• _Directions for this task_: Take the line that contains "Highlight-reel tagging: indicate the dense" and all lines after it, up to and including the last line of the data, and write them out exactly; nothing else belongs in the answer.

• _Rows_:
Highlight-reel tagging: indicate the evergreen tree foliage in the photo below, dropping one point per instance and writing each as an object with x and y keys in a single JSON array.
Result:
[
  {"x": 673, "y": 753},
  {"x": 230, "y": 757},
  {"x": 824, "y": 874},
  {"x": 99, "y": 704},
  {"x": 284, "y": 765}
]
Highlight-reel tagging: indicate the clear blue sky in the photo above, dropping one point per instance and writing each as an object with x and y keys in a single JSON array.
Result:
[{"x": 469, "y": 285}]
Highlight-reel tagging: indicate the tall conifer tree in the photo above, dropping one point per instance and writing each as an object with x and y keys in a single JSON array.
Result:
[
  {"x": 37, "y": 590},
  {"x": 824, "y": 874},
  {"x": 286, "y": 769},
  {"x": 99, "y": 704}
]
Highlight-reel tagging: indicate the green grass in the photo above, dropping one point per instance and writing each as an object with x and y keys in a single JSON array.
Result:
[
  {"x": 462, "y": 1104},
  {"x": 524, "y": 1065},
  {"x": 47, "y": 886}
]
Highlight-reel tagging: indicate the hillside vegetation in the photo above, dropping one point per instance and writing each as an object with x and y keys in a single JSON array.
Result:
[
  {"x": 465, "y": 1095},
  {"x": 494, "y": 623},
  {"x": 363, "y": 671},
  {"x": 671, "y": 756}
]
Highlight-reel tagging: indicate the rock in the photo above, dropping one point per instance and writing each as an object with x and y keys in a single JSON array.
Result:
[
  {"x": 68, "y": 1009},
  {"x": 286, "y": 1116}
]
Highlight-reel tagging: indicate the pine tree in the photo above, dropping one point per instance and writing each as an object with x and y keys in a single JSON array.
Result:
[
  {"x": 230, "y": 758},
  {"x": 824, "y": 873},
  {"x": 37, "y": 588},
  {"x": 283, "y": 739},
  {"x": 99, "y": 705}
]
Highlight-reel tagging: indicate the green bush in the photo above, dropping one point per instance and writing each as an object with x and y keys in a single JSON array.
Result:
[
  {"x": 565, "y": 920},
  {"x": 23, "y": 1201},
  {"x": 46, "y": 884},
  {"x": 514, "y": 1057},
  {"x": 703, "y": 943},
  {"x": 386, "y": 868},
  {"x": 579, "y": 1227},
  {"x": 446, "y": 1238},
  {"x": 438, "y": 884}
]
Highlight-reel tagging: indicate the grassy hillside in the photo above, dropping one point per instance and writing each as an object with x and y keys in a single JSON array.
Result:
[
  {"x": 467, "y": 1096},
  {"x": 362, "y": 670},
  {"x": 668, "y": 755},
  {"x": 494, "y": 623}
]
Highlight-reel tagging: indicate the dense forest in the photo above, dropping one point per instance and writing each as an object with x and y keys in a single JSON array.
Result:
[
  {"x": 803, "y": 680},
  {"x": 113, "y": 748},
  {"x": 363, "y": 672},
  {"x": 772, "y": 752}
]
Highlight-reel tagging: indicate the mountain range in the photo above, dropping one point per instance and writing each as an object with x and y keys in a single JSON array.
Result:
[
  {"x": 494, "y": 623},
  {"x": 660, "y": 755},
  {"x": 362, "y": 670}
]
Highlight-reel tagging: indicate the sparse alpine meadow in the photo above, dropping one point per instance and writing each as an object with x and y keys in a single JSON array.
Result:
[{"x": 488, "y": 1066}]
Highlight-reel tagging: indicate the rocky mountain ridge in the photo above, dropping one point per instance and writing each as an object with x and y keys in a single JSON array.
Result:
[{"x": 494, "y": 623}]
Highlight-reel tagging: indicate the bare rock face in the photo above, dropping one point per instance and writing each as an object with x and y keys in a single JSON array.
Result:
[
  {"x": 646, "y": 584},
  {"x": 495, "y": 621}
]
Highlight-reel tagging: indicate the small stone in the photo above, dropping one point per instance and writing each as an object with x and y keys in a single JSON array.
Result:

• _Correct response_:
Highlight-reel tagging: indicate the dense forest in the photo above, dropping one point per instance and writing each as an object with x and y keys in a single JSON array.
Result:
[
  {"x": 803, "y": 680},
  {"x": 113, "y": 748},
  {"x": 363, "y": 672},
  {"x": 772, "y": 752}
]
Highlight-reel tagging: indicate the mountain range in the photo above, dropping one point per instance and writing each as an object with x and y keys in a single JSON array.
Result:
[
  {"x": 494, "y": 623},
  {"x": 660, "y": 755},
  {"x": 362, "y": 670}
]
Highlight-reel tagging: indicate the sparse alpine meadow in the photo above, dropping one point per instance and writing each as an object with x and y keys in a single JSON array.
Result:
[{"x": 488, "y": 1066}]
Highlight-reel tagging: indicate the rocky mountain ridge in the photo above, dropping one point per instance and writing each as an object with x and y keys in a single JSON array.
Result:
[{"x": 494, "y": 623}]
Highlight-reel tagging: indicate the bare rock face in the photo above, dropping one point per instance and writing each as an object with x and y keys in a single JSON array.
Result:
[
  {"x": 646, "y": 584},
  {"x": 495, "y": 621}
]
Highlight-reel tagging: indicate the small stone in the photo above, dropping one point per instance and writing each as an object with x and y keys in a single JSON array.
Result:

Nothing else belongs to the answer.